CONSIGNA A.
Indica si cada una de las afirmaciones siguientes concuerda con el texto sobre el justo precio que aparece más abajo: (i) la condena de ciertos precios y salarios no ofrece ninguna fórmula para fijar su nivel; (ii) importa mucho que la autoridad sea laica o clerical; (iii) apartarse de la libre economía de mercado exige un régimen autoritario. Responde sí o no en cada caso y cita literalmente las palabras del texto que lo deciden.

Ambas interpretaciones del justo precio, la filosófica y la vulgar, convienen en la condena de los precios y tipos de salario que el mercado inadulterado registraría. Pero semejante actitud negativa no aporta en realidad fórmula alguna para determinar el nivel que habrían de alcanzar aquéllos. Erigida la rectitud en norma suprema de la actuación económica, debe señalar a la gente de manera inequívoca cómo tiene que conducirse en la esfera mercantil y cuáles son los precios a solicitar y a abonar en cada caso concreto. Y no sólo esto; deberá al propio tiempo —mediante el aparato coactivo— exigir el sometimiento de cuantos sientan la menor veleidad de no acatar lo ordenado. Se hace preciso entronizar una suprema autoridad que dicte preceptos y normas de conducta en cada caso, los modifique si fuera preciso, los interprete auténticamente y no permita que nadie los infrinja. De todo ello se infiere que la implantación de la justicia y la rectitud moral, en sustitución del egoísta afán de lucro, exige adoptar precisamente las mismas medidas de injerencia estatal que los partidarios del mejoramiento moral de la humanidad deseaban evitar. Cualquier desvío de la libre economía de mercado requiere la implantación de un régimen autoritario. El que poder tan omnímodo sea laico o clerical carece de importancia.

CONSIGNA B.
Selecciona cada línea de los registros que contenga la palabra "vent", teniendo en cuenta mayúsculas y minúsculas.

REGISTROS DE ENTRADA.
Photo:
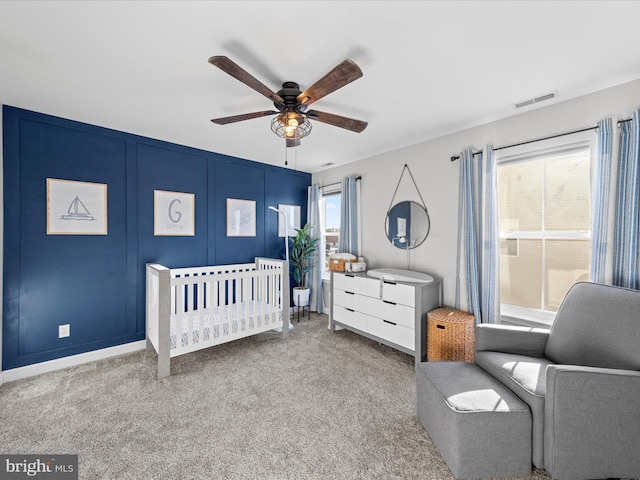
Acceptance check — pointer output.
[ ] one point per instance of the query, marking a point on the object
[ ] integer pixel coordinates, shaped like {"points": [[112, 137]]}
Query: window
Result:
{"points": [[330, 212], [544, 213]]}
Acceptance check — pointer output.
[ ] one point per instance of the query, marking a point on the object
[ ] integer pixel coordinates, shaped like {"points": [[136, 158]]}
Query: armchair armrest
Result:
{"points": [[591, 422], [511, 339]]}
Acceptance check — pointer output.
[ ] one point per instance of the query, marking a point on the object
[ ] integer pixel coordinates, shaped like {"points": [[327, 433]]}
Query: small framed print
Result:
{"points": [[241, 218], [76, 208], [173, 213], [292, 213]]}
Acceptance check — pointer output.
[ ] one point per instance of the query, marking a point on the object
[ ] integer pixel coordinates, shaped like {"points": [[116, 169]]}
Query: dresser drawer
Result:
{"points": [[396, 333], [350, 283], [393, 292], [350, 317], [395, 312], [344, 299]]}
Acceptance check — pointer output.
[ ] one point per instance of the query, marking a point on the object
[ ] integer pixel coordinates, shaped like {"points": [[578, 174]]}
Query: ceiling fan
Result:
{"points": [[293, 113]]}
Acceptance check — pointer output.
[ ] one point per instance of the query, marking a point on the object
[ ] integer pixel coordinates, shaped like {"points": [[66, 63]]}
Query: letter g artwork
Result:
{"points": [[174, 213]]}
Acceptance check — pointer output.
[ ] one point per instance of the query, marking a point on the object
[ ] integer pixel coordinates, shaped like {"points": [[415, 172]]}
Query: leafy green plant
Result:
{"points": [[303, 248]]}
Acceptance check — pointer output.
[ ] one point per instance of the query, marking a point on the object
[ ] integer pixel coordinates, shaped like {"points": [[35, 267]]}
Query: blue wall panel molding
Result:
{"points": [[95, 283]]}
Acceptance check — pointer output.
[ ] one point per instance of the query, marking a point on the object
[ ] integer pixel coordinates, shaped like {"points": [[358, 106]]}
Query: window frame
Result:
{"points": [[530, 152], [326, 191]]}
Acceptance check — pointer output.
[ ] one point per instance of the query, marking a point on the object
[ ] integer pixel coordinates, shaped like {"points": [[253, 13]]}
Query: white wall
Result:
{"points": [[437, 176]]}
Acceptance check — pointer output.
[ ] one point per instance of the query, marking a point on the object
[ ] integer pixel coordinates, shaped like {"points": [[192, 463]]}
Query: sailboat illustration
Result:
{"points": [[77, 211]]}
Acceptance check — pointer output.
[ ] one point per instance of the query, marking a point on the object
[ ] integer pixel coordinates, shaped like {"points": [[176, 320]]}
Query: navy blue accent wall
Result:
{"points": [[95, 283]]}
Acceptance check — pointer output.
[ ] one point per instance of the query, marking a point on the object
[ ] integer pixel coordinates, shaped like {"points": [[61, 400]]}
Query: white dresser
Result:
{"points": [[390, 312]]}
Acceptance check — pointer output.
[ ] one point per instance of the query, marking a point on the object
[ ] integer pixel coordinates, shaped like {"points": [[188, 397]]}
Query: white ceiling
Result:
{"points": [[430, 67]]}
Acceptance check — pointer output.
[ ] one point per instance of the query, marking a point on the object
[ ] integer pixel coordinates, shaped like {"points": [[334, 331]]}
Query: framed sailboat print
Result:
{"points": [[76, 208]]}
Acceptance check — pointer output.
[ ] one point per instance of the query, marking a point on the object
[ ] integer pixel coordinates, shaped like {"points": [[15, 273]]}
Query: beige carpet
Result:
{"points": [[315, 406]]}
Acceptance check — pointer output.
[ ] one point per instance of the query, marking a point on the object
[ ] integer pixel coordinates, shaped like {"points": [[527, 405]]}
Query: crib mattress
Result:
{"points": [[220, 322]]}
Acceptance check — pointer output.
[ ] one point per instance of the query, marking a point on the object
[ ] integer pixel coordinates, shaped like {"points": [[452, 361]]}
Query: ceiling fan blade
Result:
{"points": [[244, 116], [229, 66], [338, 121], [338, 77]]}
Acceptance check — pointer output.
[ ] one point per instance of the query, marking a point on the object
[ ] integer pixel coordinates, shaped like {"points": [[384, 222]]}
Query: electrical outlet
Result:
{"points": [[64, 330]]}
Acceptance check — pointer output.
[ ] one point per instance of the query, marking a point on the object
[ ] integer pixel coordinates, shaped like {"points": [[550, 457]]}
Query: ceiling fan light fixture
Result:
{"points": [[291, 125]]}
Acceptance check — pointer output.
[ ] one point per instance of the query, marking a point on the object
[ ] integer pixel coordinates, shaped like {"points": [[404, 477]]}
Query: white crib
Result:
{"points": [[189, 309]]}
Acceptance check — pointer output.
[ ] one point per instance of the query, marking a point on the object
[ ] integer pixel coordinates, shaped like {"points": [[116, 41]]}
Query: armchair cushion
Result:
{"points": [[591, 422], [598, 326], [526, 377], [511, 339]]}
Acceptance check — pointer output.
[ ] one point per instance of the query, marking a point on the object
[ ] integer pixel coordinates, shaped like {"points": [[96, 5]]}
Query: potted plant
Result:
{"points": [[303, 248]]}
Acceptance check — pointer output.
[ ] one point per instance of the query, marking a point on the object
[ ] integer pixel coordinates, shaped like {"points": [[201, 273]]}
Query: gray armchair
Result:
{"points": [[581, 381]]}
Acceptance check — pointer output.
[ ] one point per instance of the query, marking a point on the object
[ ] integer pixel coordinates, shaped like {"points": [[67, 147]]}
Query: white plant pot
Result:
{"points": [[301, 296]]}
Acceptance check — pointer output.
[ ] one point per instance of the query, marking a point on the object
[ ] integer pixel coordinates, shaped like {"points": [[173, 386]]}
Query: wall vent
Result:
{"points": [[532, 101]]}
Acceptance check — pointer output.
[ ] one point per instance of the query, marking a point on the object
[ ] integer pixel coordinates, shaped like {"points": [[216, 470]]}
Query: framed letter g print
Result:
{"points": [[173, 213]]}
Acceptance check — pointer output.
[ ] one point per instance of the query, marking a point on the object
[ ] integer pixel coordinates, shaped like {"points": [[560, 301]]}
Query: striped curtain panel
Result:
{"points": [[314, 219], [478, 259], [627, 218], [467, 274], [601, 203], [348, 242], [490, 291]]}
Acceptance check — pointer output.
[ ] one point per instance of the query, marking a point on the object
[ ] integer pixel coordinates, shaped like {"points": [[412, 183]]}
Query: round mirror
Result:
{"points": [[407, 225]]}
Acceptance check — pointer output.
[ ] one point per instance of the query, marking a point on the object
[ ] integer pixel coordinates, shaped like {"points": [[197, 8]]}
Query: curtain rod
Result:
{"points": [[456, 157], [359, 177]]}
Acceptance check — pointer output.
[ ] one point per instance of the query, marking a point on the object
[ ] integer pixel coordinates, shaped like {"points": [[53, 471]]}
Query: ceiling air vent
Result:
{"points": [[532, 101]]}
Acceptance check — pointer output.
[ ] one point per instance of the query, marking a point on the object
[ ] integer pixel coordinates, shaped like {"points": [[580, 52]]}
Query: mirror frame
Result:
{"points": [[394, 241]]}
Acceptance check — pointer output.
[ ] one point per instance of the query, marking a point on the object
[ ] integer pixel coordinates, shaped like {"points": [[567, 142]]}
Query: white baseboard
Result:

RESULTADO FINAL A.
(i) Sí: "semejante actitud negativa no aporta en realidad fórmula alguna para determinar el nivel que habrían de alcanzar aquéllos".
(ii) No: "El que poder tan omnímodo sea laico o clerical carece de importancia."
(iii) Sí: "Cualquier desvío de la libre economía de mercado requiere la implantación de un régimen autoritario."

RESULTADO FINAL B.
Query: wall vent
Query: ceiling air vent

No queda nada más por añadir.